TASK DIRECTIONS ->
Only the text of the records below belongs in the answer, copied exactly, with pictures omitted.

SOURCE DATA: Begin

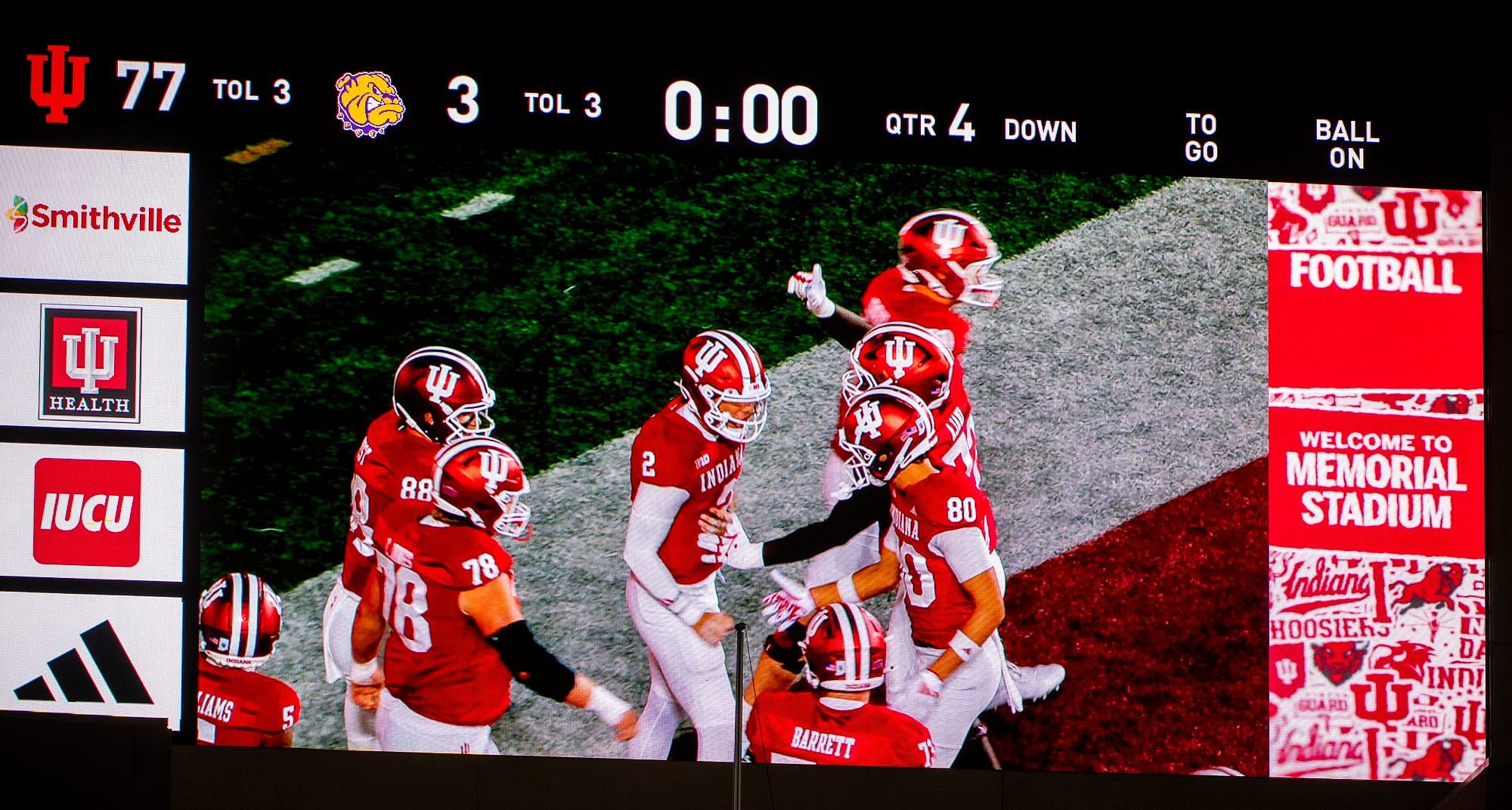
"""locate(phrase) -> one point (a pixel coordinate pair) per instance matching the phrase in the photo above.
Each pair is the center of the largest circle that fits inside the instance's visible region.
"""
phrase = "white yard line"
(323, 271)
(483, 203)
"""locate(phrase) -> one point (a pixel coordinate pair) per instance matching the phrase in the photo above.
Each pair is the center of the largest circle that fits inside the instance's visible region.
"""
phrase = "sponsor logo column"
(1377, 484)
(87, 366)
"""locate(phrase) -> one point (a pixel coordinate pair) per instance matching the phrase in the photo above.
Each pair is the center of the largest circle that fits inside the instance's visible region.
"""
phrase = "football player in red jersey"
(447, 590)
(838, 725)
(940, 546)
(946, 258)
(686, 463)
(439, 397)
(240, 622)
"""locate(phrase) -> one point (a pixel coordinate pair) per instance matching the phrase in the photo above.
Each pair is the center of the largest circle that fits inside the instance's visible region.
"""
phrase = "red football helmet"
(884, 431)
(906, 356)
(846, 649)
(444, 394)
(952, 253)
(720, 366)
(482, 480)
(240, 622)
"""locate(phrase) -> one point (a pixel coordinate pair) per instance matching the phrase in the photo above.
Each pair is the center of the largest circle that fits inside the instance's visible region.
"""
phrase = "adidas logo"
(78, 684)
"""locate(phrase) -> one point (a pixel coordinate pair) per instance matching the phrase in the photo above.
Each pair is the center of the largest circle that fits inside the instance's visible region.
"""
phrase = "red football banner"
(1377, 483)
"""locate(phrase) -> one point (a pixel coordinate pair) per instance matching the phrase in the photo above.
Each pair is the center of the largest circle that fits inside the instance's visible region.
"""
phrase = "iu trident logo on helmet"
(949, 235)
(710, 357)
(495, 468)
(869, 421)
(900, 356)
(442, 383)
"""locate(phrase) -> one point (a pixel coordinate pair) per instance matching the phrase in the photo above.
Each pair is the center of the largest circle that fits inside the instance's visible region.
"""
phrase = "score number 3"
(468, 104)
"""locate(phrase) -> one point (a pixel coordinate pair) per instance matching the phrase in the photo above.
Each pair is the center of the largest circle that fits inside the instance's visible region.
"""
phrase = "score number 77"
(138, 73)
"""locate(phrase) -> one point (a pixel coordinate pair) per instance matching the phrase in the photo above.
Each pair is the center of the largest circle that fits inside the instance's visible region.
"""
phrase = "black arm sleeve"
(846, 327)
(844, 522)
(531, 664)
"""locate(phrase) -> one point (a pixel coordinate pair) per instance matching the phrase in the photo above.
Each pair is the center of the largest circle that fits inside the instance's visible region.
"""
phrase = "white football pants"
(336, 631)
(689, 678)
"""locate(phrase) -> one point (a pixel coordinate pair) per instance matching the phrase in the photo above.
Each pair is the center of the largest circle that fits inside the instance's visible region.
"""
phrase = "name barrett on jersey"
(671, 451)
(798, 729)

SOURCE DATA: End

RESPONSE BOX ->
"""locate(phrase) -> one point (a pixel coordinate pair) per instance matching the phrase in the photo above.
Each pair is the center of the largest circle that fits inside the instance's visible region.
"""
phrase = "white yard line"
(323, 271)
(483, 203)
"""locate(phrase) -> one point (a pixel coordinate pair) per instance matching the phrase in the photo above.
Each pair is the center of the largest circle that fits inside the instance's visible region.
"""
phrase = "sponsor logo column"
(1377, 484)
(87, 366)
"""locate(phrase) -> one point (a pixel coordinate pair) per instance matching the phrase in the photo above.
Each pair is the center of the largest circle that fits inside the instance's visible region.
"""
phrase = "football player in red jersey"
(447, 590)
(838, 725)
(940, 546)
(946, 258)
(686, 463)
(439, 397)
(240, 622)
"""locate(phrase) -> one point (a pixel coordinate pair) per instance matching the phrase in the photo above.
Each pair is the center of the largest circle that fits inside the instance's visible region.
"""
phrase = "red football helmet"
(884, 431)
(906, 356)
(846, 649)
(444, 394)
(952, 253)
(720, 366)
(482, 480)
(240, 622)
"""locate(phrase) -> one point (a pixel coordinate pair) per instance matching the phrase in the photo above.
Each pair is the center of the largest circle that fits inside the instance's visible region.
"""
phrase = "adidas logo"
(78, 684)
"""locate(phrase) -> one point (a pixel coordinate pair) per instance matching the phrase in the photo above.
Each pair is the center of the largest circle that fits inside the instance's visible region.
"""
phrase = "red football banner"
(1377, 483)
"""locate(phrase) -> one point (a pixel coordinate pair) per instance matching the phrase in the photo above.
Each pair is the center of the largest circle that fits inside the instance's visible region.
"""
phrase = "iu trident logo on helmet"
(949, 235)
(710, 357)
(495, 468)
(869, 421)
(900, 356)
(442, 383)
"""locate(phrase) -> one point (a pixel coordinate pair) per instance matching the phrase in the photo above.
Each pair is the center of the largest circle that fits inside the instance's visible region.
"""
phrase = "score number 3"
(468, 104)
"""locate(phrase) -> one point (a pixel coordinate pair) per instance matching the phrase in the photo above.
Each pair is the center of the largest circle that fits inside the instance's visible region.
"""
phrase = "score number 77"
(138, 73)
"""locate(phrase) -> one point (a pixel coordinate pair) per instance matching the phrase in the photo above.
Each pair is the center of the largest circle that fits inside the instance's visible region.
"""
phrase = "black arm sleeve"
(846, 327)
(844, 522)
(531, 664)
"""locate(phrase) -> one point (a pixel coordinate pair) per instance matching the phrase in the photo above.
Each pair is the center of the largest circle that fits inside the instance's visible region.
"""
phrase = "white football pants"
(336, 631)
(689, 678)
"""locate(phrase) -> one point (a pixel coordinate pair) per instance matching the phrase in the photo above.
Each pair is the center of the largest circle that fits inside the instance's visible region.
"""
phrase = "name barrett on jersey"
(671, 451)
(798, 729)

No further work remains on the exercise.